Work item:
From the line with "Q: innermost point of each instance of the player wearing white" through the final line of the entries below, write out each line exactly and nothing else.

Supplied information:

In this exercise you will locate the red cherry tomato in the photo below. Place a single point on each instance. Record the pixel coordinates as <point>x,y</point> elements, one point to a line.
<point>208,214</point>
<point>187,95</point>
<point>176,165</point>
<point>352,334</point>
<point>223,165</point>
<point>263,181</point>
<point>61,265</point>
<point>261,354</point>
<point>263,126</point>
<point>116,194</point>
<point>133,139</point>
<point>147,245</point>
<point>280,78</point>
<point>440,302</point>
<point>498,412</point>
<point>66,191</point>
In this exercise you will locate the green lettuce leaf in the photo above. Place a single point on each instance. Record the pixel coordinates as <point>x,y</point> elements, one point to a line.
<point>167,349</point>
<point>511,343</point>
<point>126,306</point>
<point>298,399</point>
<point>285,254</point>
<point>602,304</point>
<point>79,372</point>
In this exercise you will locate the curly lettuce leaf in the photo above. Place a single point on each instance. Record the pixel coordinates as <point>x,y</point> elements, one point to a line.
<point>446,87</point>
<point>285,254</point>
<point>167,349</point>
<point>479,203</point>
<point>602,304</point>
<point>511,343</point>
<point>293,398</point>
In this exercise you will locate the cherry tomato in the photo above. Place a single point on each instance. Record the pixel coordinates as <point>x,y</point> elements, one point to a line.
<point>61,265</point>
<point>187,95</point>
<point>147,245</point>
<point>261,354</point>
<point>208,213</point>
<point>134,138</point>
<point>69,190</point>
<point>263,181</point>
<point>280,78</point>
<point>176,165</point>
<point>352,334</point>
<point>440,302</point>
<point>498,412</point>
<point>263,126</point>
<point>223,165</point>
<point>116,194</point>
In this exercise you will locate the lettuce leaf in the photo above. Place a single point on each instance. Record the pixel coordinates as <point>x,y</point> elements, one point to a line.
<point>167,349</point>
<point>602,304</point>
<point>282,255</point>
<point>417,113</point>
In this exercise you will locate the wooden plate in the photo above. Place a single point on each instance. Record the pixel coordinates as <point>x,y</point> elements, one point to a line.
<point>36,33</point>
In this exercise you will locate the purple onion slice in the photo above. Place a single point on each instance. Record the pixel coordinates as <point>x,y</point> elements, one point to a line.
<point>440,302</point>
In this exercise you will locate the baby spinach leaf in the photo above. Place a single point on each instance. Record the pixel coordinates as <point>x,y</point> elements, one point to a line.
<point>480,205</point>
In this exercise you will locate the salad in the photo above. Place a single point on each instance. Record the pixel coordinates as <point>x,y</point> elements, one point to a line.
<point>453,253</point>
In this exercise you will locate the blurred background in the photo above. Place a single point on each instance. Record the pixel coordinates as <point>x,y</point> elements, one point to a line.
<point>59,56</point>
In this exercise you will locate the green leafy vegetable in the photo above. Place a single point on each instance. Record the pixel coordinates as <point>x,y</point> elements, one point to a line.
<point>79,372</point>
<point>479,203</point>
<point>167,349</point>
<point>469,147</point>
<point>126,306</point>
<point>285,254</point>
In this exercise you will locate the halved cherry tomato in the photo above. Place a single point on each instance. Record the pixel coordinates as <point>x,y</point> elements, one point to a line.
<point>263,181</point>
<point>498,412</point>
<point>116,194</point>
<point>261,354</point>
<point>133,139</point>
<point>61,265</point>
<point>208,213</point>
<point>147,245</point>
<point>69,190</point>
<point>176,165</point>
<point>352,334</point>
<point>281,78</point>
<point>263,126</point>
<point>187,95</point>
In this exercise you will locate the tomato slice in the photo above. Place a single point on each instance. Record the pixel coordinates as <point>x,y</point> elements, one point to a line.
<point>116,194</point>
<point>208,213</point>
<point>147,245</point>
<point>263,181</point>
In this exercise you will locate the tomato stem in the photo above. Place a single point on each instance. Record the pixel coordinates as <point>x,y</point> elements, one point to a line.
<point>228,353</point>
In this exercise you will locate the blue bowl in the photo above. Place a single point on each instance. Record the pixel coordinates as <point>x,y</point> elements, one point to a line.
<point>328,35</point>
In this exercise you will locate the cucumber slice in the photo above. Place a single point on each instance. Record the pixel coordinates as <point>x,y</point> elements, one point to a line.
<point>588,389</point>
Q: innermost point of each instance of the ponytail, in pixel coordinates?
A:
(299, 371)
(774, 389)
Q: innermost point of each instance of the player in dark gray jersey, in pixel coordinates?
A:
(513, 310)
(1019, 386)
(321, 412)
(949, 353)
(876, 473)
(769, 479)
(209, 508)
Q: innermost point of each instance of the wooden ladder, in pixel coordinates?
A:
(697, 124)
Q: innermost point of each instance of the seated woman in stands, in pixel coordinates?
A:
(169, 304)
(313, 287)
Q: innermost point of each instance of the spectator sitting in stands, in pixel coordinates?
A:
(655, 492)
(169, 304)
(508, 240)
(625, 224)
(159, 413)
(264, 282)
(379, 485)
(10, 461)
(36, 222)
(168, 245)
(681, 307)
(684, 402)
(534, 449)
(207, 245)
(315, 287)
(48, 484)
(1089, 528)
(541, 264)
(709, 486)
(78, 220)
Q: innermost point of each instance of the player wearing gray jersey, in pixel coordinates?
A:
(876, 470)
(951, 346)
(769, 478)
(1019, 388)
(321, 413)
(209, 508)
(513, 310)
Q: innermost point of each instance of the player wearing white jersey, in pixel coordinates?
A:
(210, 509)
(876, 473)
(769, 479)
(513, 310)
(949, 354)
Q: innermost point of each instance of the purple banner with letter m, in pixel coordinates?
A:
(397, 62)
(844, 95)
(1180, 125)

Solution:
Q: innermost point of each instance of the player wearing white jersey, in pixel coordinates?
A:
(210, 509)
(876, 473)
(769, 479)
(513, 310)
(949, 354)
Q: innermost point of each instance of the purple banner with letter m, in pixel coordinates?
A:
(397, 62)
(844, 95)
(1180, 125)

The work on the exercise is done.